◆ **Task**
Below is a block of data; give all of it again word for word.

■ ■ ■ ■ ■

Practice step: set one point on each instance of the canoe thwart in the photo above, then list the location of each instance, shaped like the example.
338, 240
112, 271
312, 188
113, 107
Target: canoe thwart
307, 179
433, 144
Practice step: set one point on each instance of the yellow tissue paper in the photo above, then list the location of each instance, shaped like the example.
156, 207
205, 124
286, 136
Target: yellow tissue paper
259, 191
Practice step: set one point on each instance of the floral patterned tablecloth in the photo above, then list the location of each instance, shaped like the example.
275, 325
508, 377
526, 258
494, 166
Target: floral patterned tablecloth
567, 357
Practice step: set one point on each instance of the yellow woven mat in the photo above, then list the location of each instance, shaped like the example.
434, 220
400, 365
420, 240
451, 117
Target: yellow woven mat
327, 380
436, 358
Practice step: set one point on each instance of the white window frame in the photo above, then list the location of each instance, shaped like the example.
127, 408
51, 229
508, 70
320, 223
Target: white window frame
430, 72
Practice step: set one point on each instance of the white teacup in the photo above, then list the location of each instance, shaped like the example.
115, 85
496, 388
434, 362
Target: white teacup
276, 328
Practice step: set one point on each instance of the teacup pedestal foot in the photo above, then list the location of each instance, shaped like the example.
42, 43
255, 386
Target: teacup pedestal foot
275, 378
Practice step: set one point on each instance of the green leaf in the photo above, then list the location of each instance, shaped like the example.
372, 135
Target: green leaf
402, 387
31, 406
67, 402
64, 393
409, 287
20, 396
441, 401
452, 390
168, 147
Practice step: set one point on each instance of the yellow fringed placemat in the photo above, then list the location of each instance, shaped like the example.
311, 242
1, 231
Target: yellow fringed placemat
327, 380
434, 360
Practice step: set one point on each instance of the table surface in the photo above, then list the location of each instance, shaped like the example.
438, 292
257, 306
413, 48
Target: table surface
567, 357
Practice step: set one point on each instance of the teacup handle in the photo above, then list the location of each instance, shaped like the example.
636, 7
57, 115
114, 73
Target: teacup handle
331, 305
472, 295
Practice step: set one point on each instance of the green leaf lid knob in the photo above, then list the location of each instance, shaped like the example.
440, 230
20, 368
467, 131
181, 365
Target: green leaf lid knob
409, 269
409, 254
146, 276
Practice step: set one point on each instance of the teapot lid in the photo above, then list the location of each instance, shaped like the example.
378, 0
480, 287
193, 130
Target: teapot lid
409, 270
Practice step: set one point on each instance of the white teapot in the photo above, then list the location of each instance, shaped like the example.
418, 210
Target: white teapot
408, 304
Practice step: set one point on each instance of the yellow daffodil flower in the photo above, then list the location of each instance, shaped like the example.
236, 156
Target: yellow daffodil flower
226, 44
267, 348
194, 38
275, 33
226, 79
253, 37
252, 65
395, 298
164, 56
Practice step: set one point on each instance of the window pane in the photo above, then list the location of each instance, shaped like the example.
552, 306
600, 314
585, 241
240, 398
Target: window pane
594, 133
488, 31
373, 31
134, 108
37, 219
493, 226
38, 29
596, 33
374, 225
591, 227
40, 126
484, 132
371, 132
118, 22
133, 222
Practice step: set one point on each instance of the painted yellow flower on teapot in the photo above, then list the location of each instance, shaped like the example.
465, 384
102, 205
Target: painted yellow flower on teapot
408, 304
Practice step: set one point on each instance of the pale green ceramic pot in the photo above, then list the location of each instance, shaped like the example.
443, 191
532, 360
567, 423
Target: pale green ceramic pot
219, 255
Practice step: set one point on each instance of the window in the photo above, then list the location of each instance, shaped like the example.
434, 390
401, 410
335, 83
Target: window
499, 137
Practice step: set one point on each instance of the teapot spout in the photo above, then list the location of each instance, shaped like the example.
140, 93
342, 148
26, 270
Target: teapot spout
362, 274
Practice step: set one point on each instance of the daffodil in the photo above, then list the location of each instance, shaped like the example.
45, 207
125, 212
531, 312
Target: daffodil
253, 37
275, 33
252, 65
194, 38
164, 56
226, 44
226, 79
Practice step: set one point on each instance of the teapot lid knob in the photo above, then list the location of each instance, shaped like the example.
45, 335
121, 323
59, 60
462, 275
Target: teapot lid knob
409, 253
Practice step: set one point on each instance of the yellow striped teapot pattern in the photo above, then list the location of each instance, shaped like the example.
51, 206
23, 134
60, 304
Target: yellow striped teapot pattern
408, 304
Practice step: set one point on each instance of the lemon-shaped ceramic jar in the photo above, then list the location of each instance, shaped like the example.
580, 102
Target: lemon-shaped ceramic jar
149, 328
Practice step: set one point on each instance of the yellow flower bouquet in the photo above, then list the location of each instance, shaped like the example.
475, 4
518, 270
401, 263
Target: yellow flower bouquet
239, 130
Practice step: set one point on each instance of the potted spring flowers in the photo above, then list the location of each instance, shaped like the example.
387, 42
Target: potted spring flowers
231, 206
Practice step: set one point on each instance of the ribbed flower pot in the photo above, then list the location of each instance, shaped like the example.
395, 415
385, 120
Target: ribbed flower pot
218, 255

■ ■ ■ ■ ■

◆ **Answer to this task**
Practice step: set one point on each instance of the canoe thwart in the photo above, then list the location of each instance, shaped like the example.
338, 240
112, 271
312, 188
113, 107
Target: canoe thwart
307, 179
433, 144
Practice step: set one point on each instance of the yellow tissue paper in the photo above, then list the location of each instance, shaped like the example.
156, 207
205, 124
286, 136
Target: yellow tissue paper
259, 191
Practice step: set one point on each instance of the floral patterned tablecloth in the photo above, then list the location of each instance, shaped like the example.
275, 325
508, 377
526, 258
494, 166
Target: floral patterned tablecloth
567, 357
Practice step: set one point on each instance of the yellow woven mat in the photo above, then list the location of each instance, shaped like the example.
434, 220
400, 365
420, 240
451, 117
Target: yellow woven mat
327, 380
436, 358
Practice step: set one point on each instance of the white window frame in the photo above, then list the location of each instance, shaped like the example.
127, 408
51, 229
508, 70
320, 223
Target: white window frame
430, 72
Practice step: set one point on each instance of the white teacup in the photo above, then list the location of each instance, shaped like the example.
115, 85
496, 388
434, 362
Target: white teacup
276, 328
Practice step: set one point on each instance of the teacup pedestal foot in the photo above, then list the location of each instance, shaped like the example.
42, 43
255, 386
Target: teacup pedestal foot
275, 378
Practice step: set one point on each instance of the green leaf in the photo above, then list the location of each instance, shaped like the example.
372, 135
Target: green leaf
402, 387
31, 406
67, 402
64, 393
409, 287
20, 396
441, 401
452, 390
168, 147
Practice step: set one point on each instance of the yellow fringed placemat in the photo above, then list the location of each instance, shaped like the example.
311, 242
1, 231
Target: yellow fringed placemat
327, 380
434, 360
Practice step: set one point on each instance of the table surface in the photo above, then list the location of each instance, shaped like the example.
438, 292
257, 306
413, 48
Target: table surface
567, 357
Practice step: set one point on each instance of the teacup handle in the photo above, then list the location of each instance, shaped like the example.
636, 7
57, 115
114, 73
Target: teacup handle
331, 305
472, 295
Practice step: set one point on each instance of the green leaf lid knob in the photo above, then list the location of each instance, shaped like the example.
440, 230
20, 368
467, 131
181, 365
Target: green leaf lid knob
409, 269
409, 254
146, 276
Practice step: set one point on each instance of the teapot lid in the photo above, then list the location of each instance, shaped like the example.
378, 0
480, 287
193, 130
Target: teapot lid
409, 270
Practice step: set one point on each instance of the white teapot in the photo above, then list the location of each instance, shaped like the example.
418, 210
Target: white teapot
408, 304
Practice step: set one point on each instance of the yellow daffodil flower in the photo above, then list the location of each instance, shaped like the example.
236, 156
Target: yellow daffodil flower
226, 44
267, 348
194, 38
275, 33
226, 79
253, 37
252, 65
395, 298
164, 56
Practice step: set one point on each instance of the window pane in the photo above, then list the location of each instance, shaped like the example.
552, 306
600, 314
585, 241
240, 398
Target: window pane
594, 133
488, 31
373, 31
134, 108
37, 219
493, 226
38, 29
596, 33
374, 225
591, 227
40, 126
484, 132
371, 132
118, 22
133, 222
Practice step: set one point on each instance of the painted yellow flower on teapot in the photo above, then list the location of each instance, shaped like the example.
465, 384
102, 205
Target: painted yellow flower on teapot
408, 304
Practice step: set one point on each instance of the pale green ceramic pot in the photo above, then list the location of each instance, shaped like the example.
443, 191
532, 360
567, 423
Target: pale green ceramic pot
219, 255
Practice step: set one point on each instance of the window in the photo above, then list the location of each instance, shaped like the example.
434, 390
401, 410
335, 83
Target: window
499, 137
Practice step: set one point on each instance of the teapot spout in the photo above, then list the location of each instance, shaped like the example.
140, 93
342, 148
26, 270
Target: teapot spout
362, 274
Practice step: set one point on each instance of the daffodil in the photo above, then list the location of each instance, shaped like the example.
45, 207
125, 212
531, 312
Target: daffodil
253, 37
275, 33
252, 65
194, 38
164, 56
226, 44
226, 79
Practice step: set one point on each instance of the teapot lid knob in the photo above, then list the location of each instance, shaped like the example.
45, 335
121, 323
59, 60
462, 275
Target: teapot lid knob
409, 253
Practice step: set one point on each instance of the yellow striped teapot pattern in the photo above, then list the location of each instance, shaped like the example.
51, 206
23, 134
60, 304
Target: yellow striped teapot pattern
408, 304
Practice step: set one point on each instance of the lemon-shaped ceramic jar in the photo above, then list the location of each instance, shaped like the example.
580, 102
Target: lemon-shaped ceramic jar
149, 328
Practice step: set one point on each instance of the yellow flower bouquet in the photo above, then list the location of each instance, shaped like the example.
475, 4
518, 270
401, 263
Target: yellow flower bouquet
239, 130
Practice step: set one point on each instance of the potted spring flowers in the photo above, then list the location of each instance, shaped like the example.
387, 42
Target: potted spring flowers
231, 206
Practice step: set one point on each instance of the ribbed flower pot in the photo above, then list the location of each instance, shaped like the example.
395, 415
385, 120
Target: ribbed flower pot
218, 255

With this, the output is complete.